* [EXERCISE OBJECTIVE]: In the Docker version output posted in the forum thread below, list each component that is given a version number, along with that number.

* [DOCUMENT]:

DOCKER ERROR: failed to solve: frontend grpc server closed unexpectedly
I am using docker on an EC2 linux/arm64 instance Since my last docker upgrade, I have been getting the following error
DOCKER_BUILDKIT=1 docker build --ssh default -f
../containers/api/Dockerfile . -t api-test:latest
--target setup
#0 building with "default" instance using docker driver
#1 [internal] load build definition from Dockerfile
#1 transferring dockerfile: 493B done
#1 DONE 0.0s
#2 resolve image config for docker.io/docker/dockerfile:1.0.0-experimental
#2 DONE 0.6s
#3 docker-image://docker.io/docker/dockerfile:1.0.0-experimental@sha256:d2d402b6fa1dae752f8c688d72066a912d7042cc1727213f7990cdb57f60df0c
#3 CACHED Dockerfile:1 1 | >>> # syntax=docker/dockerfile:1.0.0-experimental 2 | 3 | # Build stage
ERROR: failed to solve: frontend grpc server closed unexpectedly make:
*** [run-tests] Error 1 Build step 'Execute shell' marked build as failure
The docker version
Client:
- Version: 25.0.3
- API version: 1.44
- Go version: go1.20.12 Git
- commit: 4debf41
- Built: Wed Feb 28 00:29:45 2024
- OS/Arch: linux/amd64
- Context: default
Server: Engine:
- Version: 25.0.3
- API version: 1.44 (minimum version 1.24)
- Go version: go1.20.12
- Git commit: f417435
- Built: Wed Feb 28 00:30:22 2024
- OS/Arch: linux/amd64
- Experimental: false containerd:
- Version: 1.3.2
- GitCommit: ff48f57fc83a8c44cf4ad5d672424a98ba37ded6
- runc: Version: 1.0.0-rc10
- GitCommit: dc9208a3303feef5b3839f4323d9beb36df0a9dd
- docker-init: Version: 0.19.0
- GitCommit: de40ad0
On my M2 mac, it works fine with a newer version of docker
Docker version 26.1.4, build 5650f9b.
This is possibly a crash or sigkill of the frontend container. In that case you should have more logs about the cause in the daemon logs.
@tonistiigi thanks for the response.
Tried rerunning the job and got this from the logs:
journalctl -u docker.service
http2: server: error reading preface from client localhost: bogus greeting "Incorrect Usage: flag pr"

Dataset records
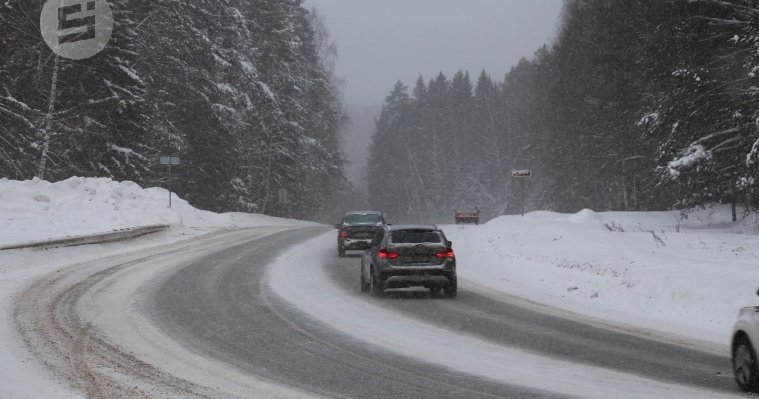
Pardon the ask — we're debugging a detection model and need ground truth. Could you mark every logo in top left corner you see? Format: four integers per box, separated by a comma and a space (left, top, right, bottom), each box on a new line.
40, 0, 113, 60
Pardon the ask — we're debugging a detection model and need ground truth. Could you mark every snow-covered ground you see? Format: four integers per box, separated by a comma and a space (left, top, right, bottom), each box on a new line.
0, 177, 310, 399
443, 207, 759, 353
269, 233, 737, 399
0, 178, 759, 398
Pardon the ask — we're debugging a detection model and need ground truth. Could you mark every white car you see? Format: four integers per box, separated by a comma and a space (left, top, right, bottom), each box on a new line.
730, 291, 759, 392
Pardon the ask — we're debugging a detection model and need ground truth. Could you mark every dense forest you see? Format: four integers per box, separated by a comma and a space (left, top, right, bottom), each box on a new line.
367, 0, 759, 222
0, 0, 346, 217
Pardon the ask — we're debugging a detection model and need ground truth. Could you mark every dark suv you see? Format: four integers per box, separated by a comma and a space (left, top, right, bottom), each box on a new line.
335, 211, 385, 257
361, 226, 457, 298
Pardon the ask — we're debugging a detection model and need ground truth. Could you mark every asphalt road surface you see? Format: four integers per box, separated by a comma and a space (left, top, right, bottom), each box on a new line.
145, 227, 736, 399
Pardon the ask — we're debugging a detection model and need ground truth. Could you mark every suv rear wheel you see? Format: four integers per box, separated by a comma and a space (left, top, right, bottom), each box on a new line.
337, 244, 345, 258
733, 336, 759, 392
443, 277, 458, 298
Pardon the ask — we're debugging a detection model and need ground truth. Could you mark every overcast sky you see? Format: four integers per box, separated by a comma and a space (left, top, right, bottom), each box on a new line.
306, 0, 562, 105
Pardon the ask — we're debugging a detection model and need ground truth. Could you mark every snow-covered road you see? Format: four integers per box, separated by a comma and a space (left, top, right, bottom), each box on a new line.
0, 179, 759, 399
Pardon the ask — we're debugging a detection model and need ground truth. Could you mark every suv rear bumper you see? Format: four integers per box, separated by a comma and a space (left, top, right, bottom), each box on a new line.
337, 238, 372, 250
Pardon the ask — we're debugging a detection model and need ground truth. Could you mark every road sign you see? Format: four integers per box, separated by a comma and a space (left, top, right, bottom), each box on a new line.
161, 157, 179, 165
511, 170, 532, 177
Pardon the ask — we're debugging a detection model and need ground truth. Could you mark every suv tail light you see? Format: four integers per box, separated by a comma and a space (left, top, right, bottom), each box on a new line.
435, 249, 455, 259
377, 249, 399, 259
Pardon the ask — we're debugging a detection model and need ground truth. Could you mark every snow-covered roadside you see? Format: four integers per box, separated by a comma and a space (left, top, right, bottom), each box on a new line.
0, 178, 310, 399
269, 233, 739, 399
0, 177, 310, 247
443, 207, 759, 353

* [EXPECTED ANSWER]:
- Client: 25.0.3
- Engine: 25.0.3
- containerd: 1.3.2
- runc: 1.0.0-rc10
- docker-init: 0.19.0